Output, unchanged, the lines of the entries starting at the line containing "Provide the mask of every instance of the <item>grassy" and ending at the line containing "M 236 118 L", with both of those lines included.

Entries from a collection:
--------------------------------------------------

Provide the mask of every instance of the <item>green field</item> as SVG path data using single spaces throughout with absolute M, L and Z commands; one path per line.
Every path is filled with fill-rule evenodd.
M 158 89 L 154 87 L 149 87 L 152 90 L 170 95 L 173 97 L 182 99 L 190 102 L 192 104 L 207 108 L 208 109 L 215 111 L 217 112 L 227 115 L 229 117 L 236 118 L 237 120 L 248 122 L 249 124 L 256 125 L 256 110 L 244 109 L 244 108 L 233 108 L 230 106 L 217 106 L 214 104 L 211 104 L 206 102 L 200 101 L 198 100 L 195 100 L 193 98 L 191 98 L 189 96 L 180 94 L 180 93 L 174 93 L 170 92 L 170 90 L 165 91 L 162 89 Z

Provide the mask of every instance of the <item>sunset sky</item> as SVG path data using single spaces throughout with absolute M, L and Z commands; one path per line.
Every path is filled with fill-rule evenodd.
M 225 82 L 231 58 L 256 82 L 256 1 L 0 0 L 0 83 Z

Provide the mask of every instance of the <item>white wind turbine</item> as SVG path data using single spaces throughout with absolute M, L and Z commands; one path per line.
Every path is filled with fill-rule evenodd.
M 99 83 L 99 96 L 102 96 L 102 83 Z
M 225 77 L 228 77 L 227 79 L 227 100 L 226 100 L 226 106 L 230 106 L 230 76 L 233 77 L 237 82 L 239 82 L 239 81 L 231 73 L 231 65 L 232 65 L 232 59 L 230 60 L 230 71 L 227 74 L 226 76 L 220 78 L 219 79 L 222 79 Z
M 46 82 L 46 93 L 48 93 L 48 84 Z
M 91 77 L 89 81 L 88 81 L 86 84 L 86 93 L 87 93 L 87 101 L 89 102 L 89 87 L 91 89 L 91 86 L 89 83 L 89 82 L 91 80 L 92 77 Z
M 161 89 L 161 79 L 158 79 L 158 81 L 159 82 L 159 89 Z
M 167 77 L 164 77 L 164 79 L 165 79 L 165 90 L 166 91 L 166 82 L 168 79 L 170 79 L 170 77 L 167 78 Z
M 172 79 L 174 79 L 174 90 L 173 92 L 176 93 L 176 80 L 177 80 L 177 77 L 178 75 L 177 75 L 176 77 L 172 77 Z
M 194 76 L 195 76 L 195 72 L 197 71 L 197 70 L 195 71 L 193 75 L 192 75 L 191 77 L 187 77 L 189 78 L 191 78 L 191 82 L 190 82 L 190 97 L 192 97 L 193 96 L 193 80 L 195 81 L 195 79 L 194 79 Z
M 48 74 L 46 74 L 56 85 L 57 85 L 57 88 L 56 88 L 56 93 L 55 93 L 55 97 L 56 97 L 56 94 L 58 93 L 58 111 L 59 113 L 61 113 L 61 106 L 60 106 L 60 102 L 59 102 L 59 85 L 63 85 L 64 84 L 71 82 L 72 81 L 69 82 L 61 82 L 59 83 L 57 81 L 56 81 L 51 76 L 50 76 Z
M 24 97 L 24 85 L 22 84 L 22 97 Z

--------------------------------------------------

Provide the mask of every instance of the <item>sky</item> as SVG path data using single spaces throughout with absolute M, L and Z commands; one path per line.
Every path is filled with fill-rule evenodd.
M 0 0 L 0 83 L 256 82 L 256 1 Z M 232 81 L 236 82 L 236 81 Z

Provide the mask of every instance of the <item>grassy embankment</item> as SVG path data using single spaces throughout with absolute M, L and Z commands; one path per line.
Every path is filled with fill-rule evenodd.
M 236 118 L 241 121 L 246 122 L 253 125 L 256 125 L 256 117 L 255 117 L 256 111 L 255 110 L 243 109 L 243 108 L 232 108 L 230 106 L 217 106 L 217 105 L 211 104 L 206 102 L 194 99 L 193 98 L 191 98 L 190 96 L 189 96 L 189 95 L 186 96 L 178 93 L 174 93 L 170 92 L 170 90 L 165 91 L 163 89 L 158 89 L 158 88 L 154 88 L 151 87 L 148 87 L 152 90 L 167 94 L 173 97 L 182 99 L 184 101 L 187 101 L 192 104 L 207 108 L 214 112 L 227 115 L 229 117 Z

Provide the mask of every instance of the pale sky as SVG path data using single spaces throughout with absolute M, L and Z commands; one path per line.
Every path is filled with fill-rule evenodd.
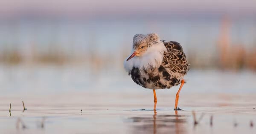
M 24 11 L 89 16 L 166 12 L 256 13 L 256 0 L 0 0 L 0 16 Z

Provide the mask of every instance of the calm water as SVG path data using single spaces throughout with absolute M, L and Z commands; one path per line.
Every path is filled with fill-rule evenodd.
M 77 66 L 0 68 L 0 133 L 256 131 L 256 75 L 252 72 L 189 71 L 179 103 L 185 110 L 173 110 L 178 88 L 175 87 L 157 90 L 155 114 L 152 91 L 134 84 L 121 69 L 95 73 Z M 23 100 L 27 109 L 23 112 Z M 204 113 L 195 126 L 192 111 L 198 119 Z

--------------------------------------------------

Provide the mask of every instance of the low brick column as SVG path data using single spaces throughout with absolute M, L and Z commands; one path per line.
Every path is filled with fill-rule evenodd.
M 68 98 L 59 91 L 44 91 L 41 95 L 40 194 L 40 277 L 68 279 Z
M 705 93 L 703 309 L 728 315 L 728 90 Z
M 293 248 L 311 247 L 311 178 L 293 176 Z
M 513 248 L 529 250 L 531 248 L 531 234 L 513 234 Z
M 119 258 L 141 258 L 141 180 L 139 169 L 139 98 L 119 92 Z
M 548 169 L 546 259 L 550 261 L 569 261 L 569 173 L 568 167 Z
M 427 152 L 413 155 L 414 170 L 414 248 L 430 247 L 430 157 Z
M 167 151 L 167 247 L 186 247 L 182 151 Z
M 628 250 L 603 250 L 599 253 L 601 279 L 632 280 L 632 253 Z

--------------------------------------------------

*Answer for this exercise*.
Provide the mask of every instance of the <item>grassy embankment</item> as SVG path data using single spaces throughout with absolute M, L and Z commands; one path per line.
Every path is filled with fill-rule evenodd.
M 236 118 L 241 121 L 246 122 L 253 125 L 256 125 L 256 117 L 255 117 L 256 111 L 255 110 L 243 109 L 243 108 L 232 108 L 230 106 L 217 106 L 217 105 L 211 104 L 206 102 L 194 99 L 193 98 L 191 98 L 190 96 L 189 96 L 189 95 L 186 96 L 178 93 L 174 93 L 170 92 L 170 90 L 165 91 L 163 89 L 158 89 L 158 88 L 154 88 L 151 87 L 148 87 L 152 90 L 167 94 L 173 97 L 182 99 L 184 101 L 187 101 L 192 104 L 207 108 L 214 112 L 227 115 L 229 117 Z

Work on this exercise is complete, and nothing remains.